Stored dataset items
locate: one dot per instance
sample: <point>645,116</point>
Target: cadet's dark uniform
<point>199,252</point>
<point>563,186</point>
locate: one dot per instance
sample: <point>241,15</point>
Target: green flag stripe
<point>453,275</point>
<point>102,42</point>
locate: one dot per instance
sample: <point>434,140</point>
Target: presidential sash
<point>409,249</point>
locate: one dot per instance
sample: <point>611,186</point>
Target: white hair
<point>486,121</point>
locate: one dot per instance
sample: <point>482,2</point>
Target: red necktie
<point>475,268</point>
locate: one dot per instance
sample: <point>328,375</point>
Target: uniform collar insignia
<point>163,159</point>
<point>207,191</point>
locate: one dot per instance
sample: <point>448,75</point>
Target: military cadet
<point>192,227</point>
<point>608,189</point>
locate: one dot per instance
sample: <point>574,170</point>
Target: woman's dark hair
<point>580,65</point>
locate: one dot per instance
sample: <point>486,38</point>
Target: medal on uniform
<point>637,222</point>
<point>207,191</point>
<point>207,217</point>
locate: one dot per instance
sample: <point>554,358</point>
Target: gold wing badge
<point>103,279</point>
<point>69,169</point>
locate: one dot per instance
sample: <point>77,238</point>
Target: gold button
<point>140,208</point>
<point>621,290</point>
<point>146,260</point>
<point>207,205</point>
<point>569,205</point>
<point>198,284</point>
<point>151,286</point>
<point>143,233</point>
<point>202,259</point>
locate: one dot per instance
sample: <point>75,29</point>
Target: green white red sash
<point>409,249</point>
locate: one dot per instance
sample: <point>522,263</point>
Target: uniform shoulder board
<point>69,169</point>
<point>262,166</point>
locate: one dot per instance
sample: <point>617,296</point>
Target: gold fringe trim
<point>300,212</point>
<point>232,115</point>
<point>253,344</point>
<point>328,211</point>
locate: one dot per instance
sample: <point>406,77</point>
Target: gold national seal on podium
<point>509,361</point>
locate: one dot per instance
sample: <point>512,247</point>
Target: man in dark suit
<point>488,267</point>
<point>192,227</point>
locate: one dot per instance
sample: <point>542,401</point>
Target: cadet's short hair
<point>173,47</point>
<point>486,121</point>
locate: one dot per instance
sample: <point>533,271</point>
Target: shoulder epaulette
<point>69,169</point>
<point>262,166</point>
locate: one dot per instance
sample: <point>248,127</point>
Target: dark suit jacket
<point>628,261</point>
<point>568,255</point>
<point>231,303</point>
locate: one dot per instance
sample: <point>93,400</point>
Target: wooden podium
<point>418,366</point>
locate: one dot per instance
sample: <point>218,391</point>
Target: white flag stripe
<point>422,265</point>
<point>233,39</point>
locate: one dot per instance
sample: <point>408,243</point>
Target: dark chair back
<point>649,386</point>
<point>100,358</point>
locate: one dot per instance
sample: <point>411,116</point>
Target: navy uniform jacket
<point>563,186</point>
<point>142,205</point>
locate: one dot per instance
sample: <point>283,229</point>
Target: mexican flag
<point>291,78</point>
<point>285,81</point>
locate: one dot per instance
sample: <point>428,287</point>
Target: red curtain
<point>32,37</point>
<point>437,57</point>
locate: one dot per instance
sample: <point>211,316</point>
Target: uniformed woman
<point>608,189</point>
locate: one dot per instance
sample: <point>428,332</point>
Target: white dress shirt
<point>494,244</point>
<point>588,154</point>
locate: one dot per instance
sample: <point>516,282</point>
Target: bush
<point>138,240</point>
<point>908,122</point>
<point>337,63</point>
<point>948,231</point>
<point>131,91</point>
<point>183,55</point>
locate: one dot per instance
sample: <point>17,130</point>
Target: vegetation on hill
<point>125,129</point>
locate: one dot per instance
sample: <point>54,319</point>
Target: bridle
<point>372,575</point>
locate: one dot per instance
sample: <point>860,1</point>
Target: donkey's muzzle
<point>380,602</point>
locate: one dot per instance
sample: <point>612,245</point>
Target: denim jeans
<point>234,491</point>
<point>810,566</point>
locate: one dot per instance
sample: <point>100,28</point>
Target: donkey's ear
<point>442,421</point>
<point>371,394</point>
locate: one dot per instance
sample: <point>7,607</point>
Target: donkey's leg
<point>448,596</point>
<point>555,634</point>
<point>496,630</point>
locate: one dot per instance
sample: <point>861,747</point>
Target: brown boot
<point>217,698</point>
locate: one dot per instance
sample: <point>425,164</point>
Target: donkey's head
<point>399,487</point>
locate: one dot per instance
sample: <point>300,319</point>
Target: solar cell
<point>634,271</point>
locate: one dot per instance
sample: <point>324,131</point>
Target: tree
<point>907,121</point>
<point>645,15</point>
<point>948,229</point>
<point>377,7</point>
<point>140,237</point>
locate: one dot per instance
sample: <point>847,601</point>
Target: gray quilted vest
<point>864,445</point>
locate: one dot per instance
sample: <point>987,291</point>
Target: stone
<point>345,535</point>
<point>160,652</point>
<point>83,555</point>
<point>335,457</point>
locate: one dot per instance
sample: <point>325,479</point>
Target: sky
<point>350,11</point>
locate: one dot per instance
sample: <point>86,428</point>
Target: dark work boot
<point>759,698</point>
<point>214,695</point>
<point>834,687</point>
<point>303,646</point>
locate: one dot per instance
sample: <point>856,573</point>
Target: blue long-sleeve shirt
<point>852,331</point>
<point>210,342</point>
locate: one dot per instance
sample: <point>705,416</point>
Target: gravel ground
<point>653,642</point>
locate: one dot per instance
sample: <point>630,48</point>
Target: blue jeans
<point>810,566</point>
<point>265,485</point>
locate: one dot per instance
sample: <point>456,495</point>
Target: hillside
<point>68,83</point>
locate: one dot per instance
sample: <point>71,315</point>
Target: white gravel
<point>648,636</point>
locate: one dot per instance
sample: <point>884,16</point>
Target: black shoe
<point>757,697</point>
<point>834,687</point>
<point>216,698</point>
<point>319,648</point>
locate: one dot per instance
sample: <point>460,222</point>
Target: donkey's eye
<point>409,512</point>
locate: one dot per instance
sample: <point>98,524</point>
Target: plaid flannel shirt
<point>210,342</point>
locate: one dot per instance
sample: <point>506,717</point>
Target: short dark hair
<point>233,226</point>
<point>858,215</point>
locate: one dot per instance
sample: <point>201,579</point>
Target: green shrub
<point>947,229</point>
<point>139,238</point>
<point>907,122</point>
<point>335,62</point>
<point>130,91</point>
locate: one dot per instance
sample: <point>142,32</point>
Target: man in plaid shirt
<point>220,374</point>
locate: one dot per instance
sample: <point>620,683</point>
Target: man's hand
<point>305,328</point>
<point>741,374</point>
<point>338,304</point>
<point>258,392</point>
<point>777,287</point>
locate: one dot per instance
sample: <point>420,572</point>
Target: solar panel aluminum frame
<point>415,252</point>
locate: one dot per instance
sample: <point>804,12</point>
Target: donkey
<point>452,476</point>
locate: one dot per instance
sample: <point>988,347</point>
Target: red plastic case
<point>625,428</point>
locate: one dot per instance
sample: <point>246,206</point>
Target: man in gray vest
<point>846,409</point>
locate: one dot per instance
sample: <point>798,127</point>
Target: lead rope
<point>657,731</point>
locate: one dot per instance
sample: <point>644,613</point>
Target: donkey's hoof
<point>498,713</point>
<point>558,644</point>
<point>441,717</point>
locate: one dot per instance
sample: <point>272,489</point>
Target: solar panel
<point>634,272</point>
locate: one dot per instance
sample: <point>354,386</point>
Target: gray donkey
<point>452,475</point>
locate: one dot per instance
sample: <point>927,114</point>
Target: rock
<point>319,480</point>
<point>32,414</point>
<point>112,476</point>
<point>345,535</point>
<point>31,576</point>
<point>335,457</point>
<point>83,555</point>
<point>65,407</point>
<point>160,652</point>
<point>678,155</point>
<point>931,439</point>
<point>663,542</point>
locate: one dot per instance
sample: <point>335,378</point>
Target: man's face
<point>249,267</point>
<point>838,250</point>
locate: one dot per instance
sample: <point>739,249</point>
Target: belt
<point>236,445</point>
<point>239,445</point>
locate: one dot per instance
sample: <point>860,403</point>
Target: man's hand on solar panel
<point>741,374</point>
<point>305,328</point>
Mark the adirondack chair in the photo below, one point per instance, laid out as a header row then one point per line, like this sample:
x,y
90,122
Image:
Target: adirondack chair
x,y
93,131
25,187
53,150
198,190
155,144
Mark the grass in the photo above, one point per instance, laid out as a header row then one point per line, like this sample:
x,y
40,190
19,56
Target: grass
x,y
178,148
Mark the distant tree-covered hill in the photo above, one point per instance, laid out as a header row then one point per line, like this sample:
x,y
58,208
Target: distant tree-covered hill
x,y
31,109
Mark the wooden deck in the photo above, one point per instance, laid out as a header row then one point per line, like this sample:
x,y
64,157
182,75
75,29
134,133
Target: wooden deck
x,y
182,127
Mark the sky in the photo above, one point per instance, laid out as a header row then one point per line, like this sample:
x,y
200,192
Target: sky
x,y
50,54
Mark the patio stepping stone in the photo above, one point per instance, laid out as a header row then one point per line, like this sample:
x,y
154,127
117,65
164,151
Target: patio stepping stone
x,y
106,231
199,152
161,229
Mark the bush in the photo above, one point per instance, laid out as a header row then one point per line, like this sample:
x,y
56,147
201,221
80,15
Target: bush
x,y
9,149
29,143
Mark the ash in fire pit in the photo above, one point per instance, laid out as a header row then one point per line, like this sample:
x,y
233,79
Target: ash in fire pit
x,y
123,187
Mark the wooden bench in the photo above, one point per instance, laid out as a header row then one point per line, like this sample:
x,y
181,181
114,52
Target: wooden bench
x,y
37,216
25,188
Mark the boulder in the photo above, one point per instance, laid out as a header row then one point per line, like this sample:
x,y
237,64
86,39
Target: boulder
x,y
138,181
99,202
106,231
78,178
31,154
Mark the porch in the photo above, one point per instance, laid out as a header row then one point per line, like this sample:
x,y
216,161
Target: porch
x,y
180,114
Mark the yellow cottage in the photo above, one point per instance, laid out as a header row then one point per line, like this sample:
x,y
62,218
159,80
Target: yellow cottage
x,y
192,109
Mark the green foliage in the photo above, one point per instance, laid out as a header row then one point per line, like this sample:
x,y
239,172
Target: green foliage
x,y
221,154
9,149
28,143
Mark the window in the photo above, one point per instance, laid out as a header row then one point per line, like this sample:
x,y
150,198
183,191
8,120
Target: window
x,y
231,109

# [Activity]
Starting at the top of the data above, repeat every line exactly until the line containing "sample: <point>554,358</point>" has been given, then stop.

# [Answer to the problem]
locate: one dot per instance
sample: <point>645,116</point>
Target: cadet's dark uniform
<point>199,252</point>
<point>563,186</point>
locate: one dot per instance
sample: <point>241,15</point>
Target: green flag stripe
<point>453,275</point>
<point>102,42</point>
locate: one dot per instance
sample: <point>434,140</point>
Target: presidential sash
<point>409,249</point>
locate: one dot per instance
sample: <point>611,186</point>
Target: white hair
<point>486,121</point>
locate: one dot per instance
sample: <point>482,2</point>
Target: red necktie
<point>475,268</point>
locate: one dot per instance
sample: <point>328,375</point>
Target: uniform collar insignia
<point>163,159</point>
<point>207,191</point>
locate: one dot per instance
sample: <point>448,75</point>
Target: military cadet
<point>192,227</point>
<point>608,189</point>
locate: one dot per instance
sample: <point>574,170</point>
Target: woman's dark hair
<point>580,65</point>
locate: one dot per instance
sample: <point>486,38</point>
Target: medal on uniform
<point>637,222</point>
<point>207,191</point>
<point>207,217</point>
locate: one dot per instance
sample: <point>554,358</point>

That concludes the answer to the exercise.